■ Work request
Quote the passage of the Winn writing-career text from "Winn repeatedly claimed" to "repay the loan." word for word.

■ Source text
* * * * *
In the light of the allegations in The Observer, a charity dedicated to CBD and the related illness progressive supranuclear palsy (PSP), the PSP Association, ended its relationship with the Winn family. The two companies that produced the film adaptation, Number 9 Films and Shadowplay Features, stated that no issues were known at the time of filming, and that due diligence had been carried out.

Winn repeatedly claimed that The Salt Path was the first book she had ever written, although she had previously written and published one under the alias Izzy Wyn-Thomas. In 2019, Winn was awarded the £10,000 Christopher Bland Prize for debut writers after representing The Salt Path as her first book.

== Writing career ==

Winn's first book was How Not to Dal dy Dir, a novel, published in 2012 under the pseudonym Izzy Wyn-Thomas. This was self-published through the Winns' company, Gangani Publishing, and had a small print run. Some of the plot of the novel is similar to events in the non-fiction book The Salt Path as well as to facts uncovered by The Observer, with the female protagonist stealing tens of thousands of pounds from her employer, getting arrested, taking out a loan to pay back her employer, and ultimately losing her house when she fails to repay the loan.

Winn's second book, The Salt Path, marketed as a memoir, a piece of nature writing and a travel book, was shortlisted for the 2018 Wainwright Prize, and the 2018 Costa Book Awards in the biography category. The judges described it as "An absolutely brilliant story that needs to be told about the human capacity to endure and keep putting one foot in front of another." In May 2019, the book won the inaugural RSL Christopher Bland Prize. In September 2019, it was the bestseller in UK independent bookstores. A film adaptation also titled The Salt Path, with Gillian Anderson and Jason Isaacs in the lead roles, premiered at the 2024 Toronto International Film Festival on 6 September 2024 and was released in the UK on 30 May 2025.

Winn's subject matter includes nature, homelessness and wild camping. Her third book, The Wild Silence, was published by Michael Joseph in September 2020. It was shortlisted for the 2021 Wainwright Prize for Nature Writing. In 2020, the South West Coast Path appointed Winn a "charity ambassador", describing The Salt Path as "hugely popular" and "inspiring so many" to walk the path.

Winn's fourth book, Landlines (2022), describes a 1000 mile journey with her husband beginning with the 200 mile Cape Wrath Trail in north-west Scotland, described as "the toughest and wildest Britain has to offer", and continuing southwards through Scotland and England to the South West Coast Path.

In April 2024, the couple set out to walk the Thames Path to raise awareness and funds for CBD.
* * * * *
■ Recorded information
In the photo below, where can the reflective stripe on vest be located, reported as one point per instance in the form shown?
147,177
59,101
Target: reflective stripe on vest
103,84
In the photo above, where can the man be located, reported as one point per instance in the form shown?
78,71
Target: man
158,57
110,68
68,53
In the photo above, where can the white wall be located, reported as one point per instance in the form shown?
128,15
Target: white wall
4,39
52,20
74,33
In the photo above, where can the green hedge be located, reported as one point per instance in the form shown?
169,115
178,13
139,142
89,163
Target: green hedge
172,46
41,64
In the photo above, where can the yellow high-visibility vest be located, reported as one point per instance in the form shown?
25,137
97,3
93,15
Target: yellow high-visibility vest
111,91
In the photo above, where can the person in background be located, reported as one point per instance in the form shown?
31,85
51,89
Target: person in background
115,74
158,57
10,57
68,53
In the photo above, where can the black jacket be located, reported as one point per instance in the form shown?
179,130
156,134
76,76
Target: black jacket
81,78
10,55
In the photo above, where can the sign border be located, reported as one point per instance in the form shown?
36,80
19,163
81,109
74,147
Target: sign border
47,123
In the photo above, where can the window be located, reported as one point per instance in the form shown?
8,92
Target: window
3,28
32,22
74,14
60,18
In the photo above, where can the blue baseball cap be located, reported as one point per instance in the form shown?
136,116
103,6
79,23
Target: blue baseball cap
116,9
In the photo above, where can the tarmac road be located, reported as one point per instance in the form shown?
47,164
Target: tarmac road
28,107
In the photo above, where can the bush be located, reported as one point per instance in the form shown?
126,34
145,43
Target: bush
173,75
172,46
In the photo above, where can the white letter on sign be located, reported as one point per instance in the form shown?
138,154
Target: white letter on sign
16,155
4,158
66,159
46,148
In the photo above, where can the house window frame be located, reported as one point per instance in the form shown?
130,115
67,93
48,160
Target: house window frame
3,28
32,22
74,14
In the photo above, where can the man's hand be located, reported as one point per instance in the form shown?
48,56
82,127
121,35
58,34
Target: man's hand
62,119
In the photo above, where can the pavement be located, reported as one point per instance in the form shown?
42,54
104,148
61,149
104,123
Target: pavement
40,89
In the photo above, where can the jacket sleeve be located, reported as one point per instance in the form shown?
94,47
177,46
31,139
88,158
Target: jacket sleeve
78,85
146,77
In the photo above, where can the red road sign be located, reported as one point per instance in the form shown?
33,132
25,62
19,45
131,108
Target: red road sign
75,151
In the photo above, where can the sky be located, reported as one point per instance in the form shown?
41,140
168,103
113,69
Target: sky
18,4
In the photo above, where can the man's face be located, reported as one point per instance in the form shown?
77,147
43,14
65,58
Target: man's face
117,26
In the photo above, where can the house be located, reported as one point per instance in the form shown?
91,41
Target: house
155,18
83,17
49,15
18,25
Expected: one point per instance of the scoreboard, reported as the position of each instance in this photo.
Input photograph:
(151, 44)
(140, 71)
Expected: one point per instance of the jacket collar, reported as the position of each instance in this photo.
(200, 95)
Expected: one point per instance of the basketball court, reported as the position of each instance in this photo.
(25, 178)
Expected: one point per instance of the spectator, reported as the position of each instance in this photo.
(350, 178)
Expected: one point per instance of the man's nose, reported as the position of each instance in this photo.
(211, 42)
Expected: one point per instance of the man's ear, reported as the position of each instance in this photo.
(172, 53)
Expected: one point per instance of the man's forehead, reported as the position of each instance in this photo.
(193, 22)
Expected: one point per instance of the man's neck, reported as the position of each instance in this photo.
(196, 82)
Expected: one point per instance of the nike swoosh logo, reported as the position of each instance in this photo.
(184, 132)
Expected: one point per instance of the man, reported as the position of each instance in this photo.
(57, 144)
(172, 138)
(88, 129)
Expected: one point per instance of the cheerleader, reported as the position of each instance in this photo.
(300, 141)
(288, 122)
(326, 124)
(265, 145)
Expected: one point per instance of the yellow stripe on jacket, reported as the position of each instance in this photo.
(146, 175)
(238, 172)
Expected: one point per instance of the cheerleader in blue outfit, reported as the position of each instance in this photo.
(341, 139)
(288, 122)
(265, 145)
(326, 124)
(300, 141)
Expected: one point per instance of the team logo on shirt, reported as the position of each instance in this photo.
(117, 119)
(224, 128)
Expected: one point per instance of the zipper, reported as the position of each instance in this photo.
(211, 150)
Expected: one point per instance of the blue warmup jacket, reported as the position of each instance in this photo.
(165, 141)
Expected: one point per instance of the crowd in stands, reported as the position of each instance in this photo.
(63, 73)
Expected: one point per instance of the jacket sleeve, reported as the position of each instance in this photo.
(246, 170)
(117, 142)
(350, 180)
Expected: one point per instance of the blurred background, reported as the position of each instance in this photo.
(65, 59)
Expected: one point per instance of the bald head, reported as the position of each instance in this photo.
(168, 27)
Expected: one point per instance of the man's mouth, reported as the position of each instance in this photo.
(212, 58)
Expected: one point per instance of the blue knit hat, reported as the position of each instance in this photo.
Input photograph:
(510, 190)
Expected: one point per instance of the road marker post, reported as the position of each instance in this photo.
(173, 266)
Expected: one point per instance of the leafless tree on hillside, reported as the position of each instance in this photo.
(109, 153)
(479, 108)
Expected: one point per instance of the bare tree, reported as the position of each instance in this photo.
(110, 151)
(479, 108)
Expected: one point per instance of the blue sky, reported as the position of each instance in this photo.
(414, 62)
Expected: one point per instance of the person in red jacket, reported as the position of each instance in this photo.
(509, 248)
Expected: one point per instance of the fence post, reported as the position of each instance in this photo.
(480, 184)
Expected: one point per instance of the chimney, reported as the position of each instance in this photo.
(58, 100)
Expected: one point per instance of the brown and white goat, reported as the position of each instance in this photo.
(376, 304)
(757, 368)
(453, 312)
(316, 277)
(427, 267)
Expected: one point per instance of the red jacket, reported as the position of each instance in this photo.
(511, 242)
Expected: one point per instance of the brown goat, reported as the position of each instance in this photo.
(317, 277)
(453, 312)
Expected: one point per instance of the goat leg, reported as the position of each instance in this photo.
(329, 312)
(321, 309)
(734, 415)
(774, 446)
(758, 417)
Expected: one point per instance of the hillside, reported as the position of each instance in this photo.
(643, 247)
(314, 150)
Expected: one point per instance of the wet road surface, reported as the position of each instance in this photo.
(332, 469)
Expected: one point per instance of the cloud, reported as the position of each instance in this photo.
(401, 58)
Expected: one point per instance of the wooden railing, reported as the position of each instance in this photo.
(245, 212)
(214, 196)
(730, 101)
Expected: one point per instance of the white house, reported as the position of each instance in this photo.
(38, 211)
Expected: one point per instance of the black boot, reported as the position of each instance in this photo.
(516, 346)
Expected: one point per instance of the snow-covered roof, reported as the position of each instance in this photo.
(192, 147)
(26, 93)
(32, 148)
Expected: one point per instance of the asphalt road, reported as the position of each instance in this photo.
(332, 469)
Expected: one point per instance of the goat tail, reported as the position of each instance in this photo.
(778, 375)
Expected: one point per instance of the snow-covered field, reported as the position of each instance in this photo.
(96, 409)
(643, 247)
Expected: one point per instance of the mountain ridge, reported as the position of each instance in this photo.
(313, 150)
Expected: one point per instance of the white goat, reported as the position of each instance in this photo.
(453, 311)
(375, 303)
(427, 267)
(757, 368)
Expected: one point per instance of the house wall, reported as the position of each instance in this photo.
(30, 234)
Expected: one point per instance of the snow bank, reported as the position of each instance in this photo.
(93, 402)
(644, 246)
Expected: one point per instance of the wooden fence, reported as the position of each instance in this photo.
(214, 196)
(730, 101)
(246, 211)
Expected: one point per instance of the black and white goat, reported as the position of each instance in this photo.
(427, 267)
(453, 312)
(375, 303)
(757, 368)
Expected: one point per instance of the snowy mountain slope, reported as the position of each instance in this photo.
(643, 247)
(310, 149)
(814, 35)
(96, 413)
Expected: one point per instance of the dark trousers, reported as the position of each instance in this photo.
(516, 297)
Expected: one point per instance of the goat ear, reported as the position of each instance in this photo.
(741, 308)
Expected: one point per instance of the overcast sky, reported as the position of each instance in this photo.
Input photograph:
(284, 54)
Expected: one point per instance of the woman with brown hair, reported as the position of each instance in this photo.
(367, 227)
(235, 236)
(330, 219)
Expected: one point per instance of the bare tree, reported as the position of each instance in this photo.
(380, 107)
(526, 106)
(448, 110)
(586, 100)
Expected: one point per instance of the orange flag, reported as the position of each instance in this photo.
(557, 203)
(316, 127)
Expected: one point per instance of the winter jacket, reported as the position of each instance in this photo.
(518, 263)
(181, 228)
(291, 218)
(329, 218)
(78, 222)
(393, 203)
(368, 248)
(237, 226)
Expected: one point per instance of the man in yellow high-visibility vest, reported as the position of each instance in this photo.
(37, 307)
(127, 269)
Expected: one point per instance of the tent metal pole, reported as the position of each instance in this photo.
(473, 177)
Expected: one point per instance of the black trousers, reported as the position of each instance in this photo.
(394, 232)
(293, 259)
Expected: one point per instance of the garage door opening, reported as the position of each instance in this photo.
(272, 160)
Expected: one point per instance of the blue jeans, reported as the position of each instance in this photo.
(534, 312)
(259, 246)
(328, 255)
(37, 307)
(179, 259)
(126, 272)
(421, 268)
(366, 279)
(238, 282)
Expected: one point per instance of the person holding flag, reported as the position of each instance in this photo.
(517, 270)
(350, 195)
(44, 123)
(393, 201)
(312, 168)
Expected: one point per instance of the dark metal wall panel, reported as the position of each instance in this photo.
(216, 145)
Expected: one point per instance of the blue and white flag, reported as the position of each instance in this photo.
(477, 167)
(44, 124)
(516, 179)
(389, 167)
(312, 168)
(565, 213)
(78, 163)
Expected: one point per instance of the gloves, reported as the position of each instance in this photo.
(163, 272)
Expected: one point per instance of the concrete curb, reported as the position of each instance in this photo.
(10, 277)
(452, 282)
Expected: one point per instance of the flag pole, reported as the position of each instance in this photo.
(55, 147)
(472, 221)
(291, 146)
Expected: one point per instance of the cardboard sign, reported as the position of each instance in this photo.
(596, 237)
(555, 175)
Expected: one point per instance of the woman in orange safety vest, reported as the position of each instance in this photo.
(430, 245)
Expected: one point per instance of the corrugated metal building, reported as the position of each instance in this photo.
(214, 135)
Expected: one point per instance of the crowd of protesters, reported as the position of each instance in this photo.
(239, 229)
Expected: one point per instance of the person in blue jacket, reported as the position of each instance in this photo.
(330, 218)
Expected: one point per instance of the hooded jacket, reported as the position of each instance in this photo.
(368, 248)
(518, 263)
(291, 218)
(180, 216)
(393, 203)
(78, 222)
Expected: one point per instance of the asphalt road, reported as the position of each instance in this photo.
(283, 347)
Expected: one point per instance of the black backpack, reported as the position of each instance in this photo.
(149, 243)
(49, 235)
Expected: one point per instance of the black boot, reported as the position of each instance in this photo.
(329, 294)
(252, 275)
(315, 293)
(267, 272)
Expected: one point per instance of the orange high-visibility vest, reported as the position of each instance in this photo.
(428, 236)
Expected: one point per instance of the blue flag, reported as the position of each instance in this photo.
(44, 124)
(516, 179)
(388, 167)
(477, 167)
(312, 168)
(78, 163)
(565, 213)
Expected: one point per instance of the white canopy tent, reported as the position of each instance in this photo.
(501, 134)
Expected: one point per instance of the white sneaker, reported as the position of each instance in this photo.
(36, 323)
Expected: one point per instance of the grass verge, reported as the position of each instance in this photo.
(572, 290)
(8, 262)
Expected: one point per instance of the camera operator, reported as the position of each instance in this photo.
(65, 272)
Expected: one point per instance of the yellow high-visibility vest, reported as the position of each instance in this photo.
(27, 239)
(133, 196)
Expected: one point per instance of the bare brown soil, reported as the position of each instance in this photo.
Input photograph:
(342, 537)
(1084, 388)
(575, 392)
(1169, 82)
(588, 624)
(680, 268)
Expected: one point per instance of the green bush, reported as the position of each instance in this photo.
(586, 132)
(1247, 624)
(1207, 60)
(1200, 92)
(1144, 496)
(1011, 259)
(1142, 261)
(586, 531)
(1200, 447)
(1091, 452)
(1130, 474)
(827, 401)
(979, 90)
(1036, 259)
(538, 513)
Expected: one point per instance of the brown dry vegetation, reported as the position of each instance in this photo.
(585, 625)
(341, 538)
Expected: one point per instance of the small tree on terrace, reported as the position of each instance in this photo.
* * * * *
■ Task result
Winn repeatedly claimed that The Salt Path was the first book she had ever written, although she had previously written and published one under the alias Izzy Wyn-Thomas. In 2019, Winn was awarded the £10,000 Christopher Bland Prize for debut writers after representing The Salt Path as her first book.

== Writing career ==

Winn's first book was How Not to Dal dy Dir, a novel, published in 2012 under the pseudonym Izzy Wyn-Thomas. This was self-published through the Winns' company, Gangani Publishing, and had a small print run. Some of the plot of the novel is similar to events in the non-fiction book The Salt Path as well as to facts uncovered by The Observer, with the female protagonist stealing tens of thousands of pounds from her employer, getting arrested, taking out a loan to pay back her employer, and ultimately losing her house when she fails to repay the loan.